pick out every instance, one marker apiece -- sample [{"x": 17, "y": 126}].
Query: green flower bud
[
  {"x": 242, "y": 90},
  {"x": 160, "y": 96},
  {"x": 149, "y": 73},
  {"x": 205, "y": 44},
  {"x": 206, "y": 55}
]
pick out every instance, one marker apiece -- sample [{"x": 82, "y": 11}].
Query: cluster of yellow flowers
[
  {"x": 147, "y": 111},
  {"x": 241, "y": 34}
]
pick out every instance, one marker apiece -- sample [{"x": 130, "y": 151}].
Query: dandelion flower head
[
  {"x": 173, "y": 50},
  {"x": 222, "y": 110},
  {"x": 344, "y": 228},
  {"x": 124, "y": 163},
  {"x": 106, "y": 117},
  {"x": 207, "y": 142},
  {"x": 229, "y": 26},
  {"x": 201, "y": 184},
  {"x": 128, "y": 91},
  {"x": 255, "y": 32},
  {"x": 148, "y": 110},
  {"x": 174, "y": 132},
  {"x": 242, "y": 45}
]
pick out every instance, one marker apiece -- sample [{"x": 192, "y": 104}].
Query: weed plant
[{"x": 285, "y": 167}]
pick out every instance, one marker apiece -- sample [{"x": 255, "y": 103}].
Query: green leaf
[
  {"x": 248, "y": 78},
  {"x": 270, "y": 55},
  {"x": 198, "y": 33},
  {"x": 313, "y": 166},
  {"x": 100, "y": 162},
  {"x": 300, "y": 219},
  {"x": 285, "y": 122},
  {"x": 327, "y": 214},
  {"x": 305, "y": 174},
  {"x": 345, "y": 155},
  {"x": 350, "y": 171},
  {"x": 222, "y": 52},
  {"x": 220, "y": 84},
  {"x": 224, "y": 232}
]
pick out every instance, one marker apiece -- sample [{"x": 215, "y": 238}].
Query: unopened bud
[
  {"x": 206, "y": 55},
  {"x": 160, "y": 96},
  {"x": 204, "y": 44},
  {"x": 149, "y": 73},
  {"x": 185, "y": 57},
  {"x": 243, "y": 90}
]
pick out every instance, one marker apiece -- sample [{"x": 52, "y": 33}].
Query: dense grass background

========================================================================

All entries must be duplicated exactly, with none left out.

Solved problem →
pick out every instance, one marker apiece -- sample [{"x": 17, "y": 126}].
Query: green flower bud
[
  {"x": 242, "y": 90},
  {"x": 160, "y": 96},
  {"x": 149, "y": 73},
  {"x": 205, "y": 44},
  {"x": 206, "y": 55}
]
pick out every instance, one marker apiece -- sample [{"x": 82, "y": 11}].
Query: cluster of yellow flowers
[
  {"x": 147, "y": 111},
  {"x": 241, "y": 34}
]
pick out every instance, one marker apiece -- sample [{"x": 130, "y": 151}].
Query: dandelion flower head
[
  {"x": 173, "y": 50},
  {"x": 222, "y": 110},
  {"x": 344, "y": 228},
  {"x": 124, "y": 163},
  {"x": 106, "y": 117},
  {"x": 207, "y": 142},
  {"x": 229, "y": 26},
  {"x": 201, "y": 184},
  {"x": 128, "y": 91},
  {"x": 255, "y": 32},
  {"x": 148, "y": 110},
  {"x": 174, "y": 132},
  {"x": 242, "y": 45}
]
pick out every instance, one marker apiece -- sample [{"x": 192, "y": 104}].
Query: weed plant
[{"x": 285, "y": 167}]
pick out every instance, one marker apiece -- sample [{"x": 255, "y": 103}].
Query: green leaf
[
  {"x": 248, "y": 78},
  {"x": 270, "y": 55},
  {"x": 198, "y": 33},
  {"x": 313, "y": 166},
  {"x": 100, "y": 162},
  {"x": 300, "y": 219},
  {"x": 285, "y": 122},
  {"x": 327, "y": 214},
  {"x": 305, "y": 174},
  {"x": 345, "y": 155},
  {"x": 350, "y": 171},
  {"x": 222, "y": 52},
  {"x": 220, "y": 84},
  {"x": 224, "y": 232}
]
pick out every instance, one marker apiece -- sample [{"x": 215, "y": 238}].
Query: unopened bud
[
  {"x": 206, "y": 55},
  {"x": 160, "y": 96},
  {"x": 204, "y": 44},
  {"x": 149, "y": 73},
  {"x": 185, "y": 57},
  {"x": 243, "y": 90}
]
pick out every instance, one marker apiece -- sample [{"x": 52, "y": 33}].
Query: dense grass background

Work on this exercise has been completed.